(Dataset entries)

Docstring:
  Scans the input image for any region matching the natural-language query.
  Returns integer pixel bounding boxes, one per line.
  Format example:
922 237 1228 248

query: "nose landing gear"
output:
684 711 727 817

What is expected:
When a line in the data holds the word "query", show that line.

Completed exercise:
  Scans the input image for any region matching the natural-language query.
query: "nose landing gear"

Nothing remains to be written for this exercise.